Supplied entries
+ + +
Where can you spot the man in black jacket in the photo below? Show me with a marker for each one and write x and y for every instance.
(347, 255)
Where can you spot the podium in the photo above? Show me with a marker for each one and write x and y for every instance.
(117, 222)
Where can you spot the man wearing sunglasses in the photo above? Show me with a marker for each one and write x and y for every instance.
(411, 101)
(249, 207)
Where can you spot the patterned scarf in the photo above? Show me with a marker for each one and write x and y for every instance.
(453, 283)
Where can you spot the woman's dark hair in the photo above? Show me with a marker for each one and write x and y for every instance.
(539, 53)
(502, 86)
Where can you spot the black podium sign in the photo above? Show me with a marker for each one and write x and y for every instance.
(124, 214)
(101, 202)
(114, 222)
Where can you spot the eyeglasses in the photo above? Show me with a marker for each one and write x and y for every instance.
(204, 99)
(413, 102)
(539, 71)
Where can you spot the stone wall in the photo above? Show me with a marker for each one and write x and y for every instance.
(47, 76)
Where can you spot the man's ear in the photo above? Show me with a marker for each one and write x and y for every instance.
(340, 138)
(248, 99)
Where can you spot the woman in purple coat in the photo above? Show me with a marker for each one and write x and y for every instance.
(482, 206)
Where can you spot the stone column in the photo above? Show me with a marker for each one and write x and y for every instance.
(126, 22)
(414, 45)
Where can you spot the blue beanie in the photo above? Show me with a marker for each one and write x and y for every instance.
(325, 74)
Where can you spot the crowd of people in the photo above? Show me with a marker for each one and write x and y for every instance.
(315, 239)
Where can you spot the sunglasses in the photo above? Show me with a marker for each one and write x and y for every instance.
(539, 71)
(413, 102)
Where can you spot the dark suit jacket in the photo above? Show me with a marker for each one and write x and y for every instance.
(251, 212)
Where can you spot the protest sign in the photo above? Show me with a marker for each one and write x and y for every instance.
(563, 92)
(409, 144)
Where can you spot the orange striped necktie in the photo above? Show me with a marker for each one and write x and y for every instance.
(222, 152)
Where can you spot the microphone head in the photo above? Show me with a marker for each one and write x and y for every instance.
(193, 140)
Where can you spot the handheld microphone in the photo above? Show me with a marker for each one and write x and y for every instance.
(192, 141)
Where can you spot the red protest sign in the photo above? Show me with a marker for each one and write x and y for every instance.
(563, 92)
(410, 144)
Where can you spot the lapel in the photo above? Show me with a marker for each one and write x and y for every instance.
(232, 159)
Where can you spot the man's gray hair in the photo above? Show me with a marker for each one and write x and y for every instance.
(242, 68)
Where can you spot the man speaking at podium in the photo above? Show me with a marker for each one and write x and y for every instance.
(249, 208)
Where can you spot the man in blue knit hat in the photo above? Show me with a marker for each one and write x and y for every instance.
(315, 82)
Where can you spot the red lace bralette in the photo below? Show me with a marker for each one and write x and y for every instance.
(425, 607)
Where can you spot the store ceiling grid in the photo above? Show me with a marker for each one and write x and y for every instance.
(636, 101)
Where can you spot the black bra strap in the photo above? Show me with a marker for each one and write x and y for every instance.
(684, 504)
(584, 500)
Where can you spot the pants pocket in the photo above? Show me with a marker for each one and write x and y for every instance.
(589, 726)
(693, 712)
+ + +
Stated goal
Each record above should be repeated exactly as it appears.

Task result
Where can you spot the man in black jacket in the photo below? Show me with a marker for each one and write x and y for every instance.
(347, 255)
Where can you spot the podium in the photo above? Show me with a marker for each one and write x and y for every instance.
(117, 222)
Where can you spot the man wearing sunglasses in the photo above? Show me with a marker for each one and write x and y for every instance.
(411, 101)
(249, 207)
Where can you spot the patterned scarf in the photo above? Show me with a marker for each one and write x and y for every instance.
(453, 283)
Where can you spot the woman's dark hair in the photo above? Show me with a marker for each one and write x and y for every instance.
(539, 53)
(502, 86)
Where can you spot the black podium sign in the photo above? Show me with a marker for each one and write x and y for every instance.
(124, 214)
(101, 202)
(114, 222)
Where can you spot the eyeglasses in the photo above? Show me with a marker for each one and write x and y for every instance.
(204, 99)
(413, 102)
(539, 71)
Where can you spot the stone wall in the photo above? Show me with a marker for each one and write x and y for every instance.
(47, 76)
Where can you spot the man's ear in the photo above? Show me with a marker for each one and write x and y for every instance.
(340, 138)
(248, 99)
Where can you spot the woman in purple coat in the photo above? Show me with a marker for each one and write x and y for every instance.
(482, 206)
Where can you spot the stone column in the photo above? Show me with a marker for each one and write x and y for every instance.
(126, 22)
(414, 45)
Where can you spot the blue beanie in the photo above? Show me with a marker for each one and write x and y for every instance.
(325, 74)
Where can you spot the crowd of people in the photo above? Show me with a marker for each one and write x and y for every instance.
(315, 239)
Where can you spot the sunglasses in the photo above? Show me with a marker for each one and write x and y for every instance.
(539, 71)
(413, 102)
Where can you spot the dark suit jacket in the photo above? Show me with a marker for each one and write x and y for every instance.
(251, 212)
Where can you spot the protest sign in the photo above? Show me with a marker for each one and write x and y for every instance.
(563, 92)
(409, 144)
Where can you spot the orange striped necktie in the photo above? Show me with a marker for each one and write x and y for every instance.
(222, 152)
Where can you spot the microphone head in the photo above? Show me with a marker for each one and write x and y for every instance.
(193, 140)
Where can you spot the handheld microphone in the photo above? Show me with a marker for each one and write x and y for every instance.
(192, 141)
Where can you spot the red protest sign in the photo above? Show me with a marker for each one and write x and y for every instance.
(563, 92)
(410, 144)
Where can you spot the lapel in the photo above? Show me with a marker for each one and write x and y for every instance.
(232, 159)
Where can you spot the man's gray hair in the photo above? Show me with a marker for each one and write x and y for every instance.
(242, 68)
Where can you spot the man speaking at podium in the photo above? Show me with a marker for each one and write x and y for every instance.
(249, 208)
Where can you spot the man in blue knit hat in the photo above? Show me with a marker for each one and write x and y for every instance.
(315, 82)
Where can you spot the red lace bralette in the photo below? Show me with a marker for each one and write x and y for every instance.
(425, 607)
Where can you spot the store ceiling grid in the photo above? Show me with a marker for each one and write x and y for every instance.
(636, 101)
Where can you spot the black bra strap in the photo above? Show me with a marker for each one and write x and y for every instance.
(684, 504)
(584, 500)
Where can you spot the pants pocket in the photo above? Show me with a marker for each one and write x and y for every instance.
(589, 726)
(693, 712)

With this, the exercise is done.